Natural-language object grounding data:
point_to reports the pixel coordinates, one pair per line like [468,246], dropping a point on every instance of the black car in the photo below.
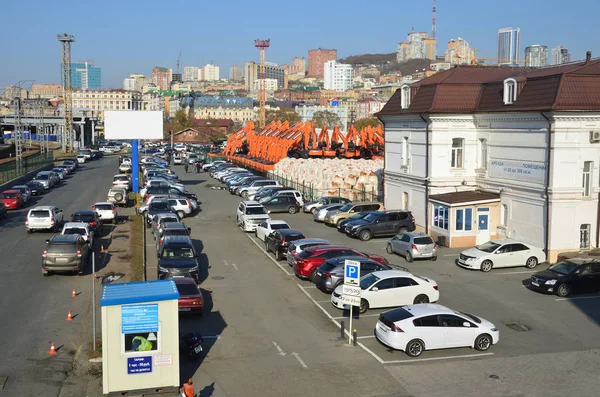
[178,258]
[567,277]
[381,223]
[91,218]
[37,189]
[278,241]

What the task requires:
Every record must be copied exactly, with the pictures left out.

Solution:
point_to reports the pixel coordinates, one pair per line like [468,246], dropping a point on every instance of the black car in the photo below.
[178,258]
[567,277]
[381,223]
[91,218]
[37,189]
[278,241]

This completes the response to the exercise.